> Exercise goal
Which lines in the records below contain the word "metal"? Gather each one, copied in full, and count only matches with the same capitalization.

○ ○ ○ ○ ○ ○ ○

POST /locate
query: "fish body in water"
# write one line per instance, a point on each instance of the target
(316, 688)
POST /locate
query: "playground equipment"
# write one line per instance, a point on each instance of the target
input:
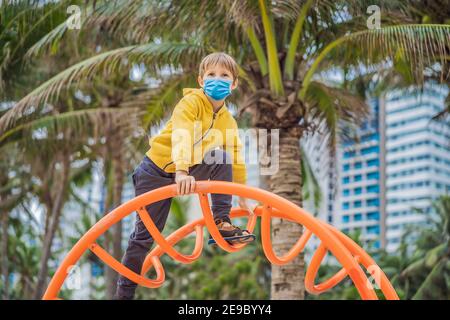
(346, 251)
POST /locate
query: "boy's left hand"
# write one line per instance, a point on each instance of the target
(244, 205)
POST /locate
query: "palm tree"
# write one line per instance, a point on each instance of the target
(428, 271)
(286, 50)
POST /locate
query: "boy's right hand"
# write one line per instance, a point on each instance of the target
(185, 182)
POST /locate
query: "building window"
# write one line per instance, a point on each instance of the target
(373, 149)
(349, 154)
(375, 215)
(373, 163)
(373, 176)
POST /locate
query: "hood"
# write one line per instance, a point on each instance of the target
(199, 92)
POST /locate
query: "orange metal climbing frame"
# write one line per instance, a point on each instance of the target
(351, 256)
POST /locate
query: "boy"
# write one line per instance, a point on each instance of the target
(171, 159)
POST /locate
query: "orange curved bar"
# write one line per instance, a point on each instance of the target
(347, 252)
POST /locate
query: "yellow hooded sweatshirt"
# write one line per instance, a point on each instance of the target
(194, 129)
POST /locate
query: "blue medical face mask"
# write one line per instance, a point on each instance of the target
(217, 89)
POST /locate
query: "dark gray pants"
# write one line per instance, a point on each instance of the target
(148, 176)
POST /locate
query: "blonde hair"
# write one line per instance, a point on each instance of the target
(223, 60)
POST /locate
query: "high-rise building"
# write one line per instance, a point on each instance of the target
(417, 157)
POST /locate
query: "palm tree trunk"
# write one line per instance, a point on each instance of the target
(287, 280)
(118, 182)
(55, 215)
(4, 255)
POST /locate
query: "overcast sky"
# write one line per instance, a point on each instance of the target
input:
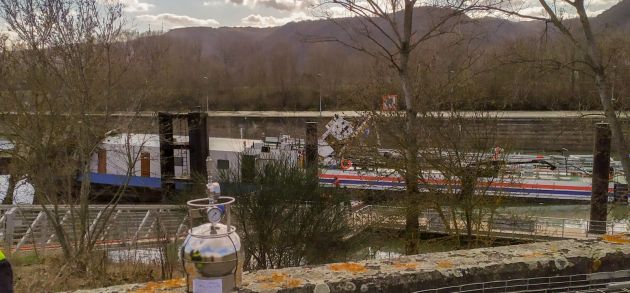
(168, 14)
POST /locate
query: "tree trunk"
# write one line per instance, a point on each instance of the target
(593, 58)
(411, 169)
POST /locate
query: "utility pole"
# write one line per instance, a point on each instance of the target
(207, 100)
(319, 80)
(601, 169)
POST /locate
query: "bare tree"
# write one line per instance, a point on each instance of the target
(66, 61)
(391, 32)
(580, 33)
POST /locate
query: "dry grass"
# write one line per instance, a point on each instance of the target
(33, 273)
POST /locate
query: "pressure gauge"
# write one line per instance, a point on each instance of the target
(214, 215)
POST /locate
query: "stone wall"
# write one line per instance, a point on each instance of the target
(433, 270)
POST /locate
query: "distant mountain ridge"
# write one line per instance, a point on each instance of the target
(215, 41)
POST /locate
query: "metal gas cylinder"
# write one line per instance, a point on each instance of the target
(211, 253)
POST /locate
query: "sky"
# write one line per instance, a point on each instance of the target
(168, 14)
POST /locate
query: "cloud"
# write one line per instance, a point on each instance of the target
(136, 6)
(286, 5)
(258, 20)
(169, 20)
(283, 5)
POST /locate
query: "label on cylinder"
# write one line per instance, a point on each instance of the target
(207, 286)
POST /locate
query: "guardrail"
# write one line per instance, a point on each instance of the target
(26, 227)
(618, 281)
(502, 225)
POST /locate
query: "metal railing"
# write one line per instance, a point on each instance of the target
(504, 225)
(26, 227)
(618, 281)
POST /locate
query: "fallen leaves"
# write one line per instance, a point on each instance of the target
(164, 285)
(278, 280)
(405, 265)
(617, 238)
(348, 267)
(445, 264)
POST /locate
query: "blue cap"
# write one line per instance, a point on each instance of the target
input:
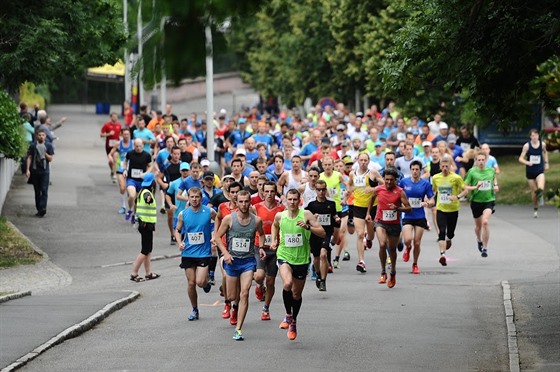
(148, 179)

○ ○ ○ ○ ○ ○ ○

> The reply
query: "orange metal climbing frame"
query: "metal gas cylinder"
query: "metal railing"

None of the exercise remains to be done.